**What the task asks**
Reproduce all of the lines below, including the requests, and multiply every x and y coordinate in the answers by 2.6, rounding each result to the nearest whole number with halves rounded up.

**Available records**
========================
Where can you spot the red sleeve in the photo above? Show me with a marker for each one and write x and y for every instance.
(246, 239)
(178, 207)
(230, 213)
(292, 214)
========================
**Answer for the task**
Where can you spot the red sleeve in the photo above? Show me with a marker for each one and write x and y for every instance.
(640, 621)
(463, 538)
(598, 554)
(759, 556)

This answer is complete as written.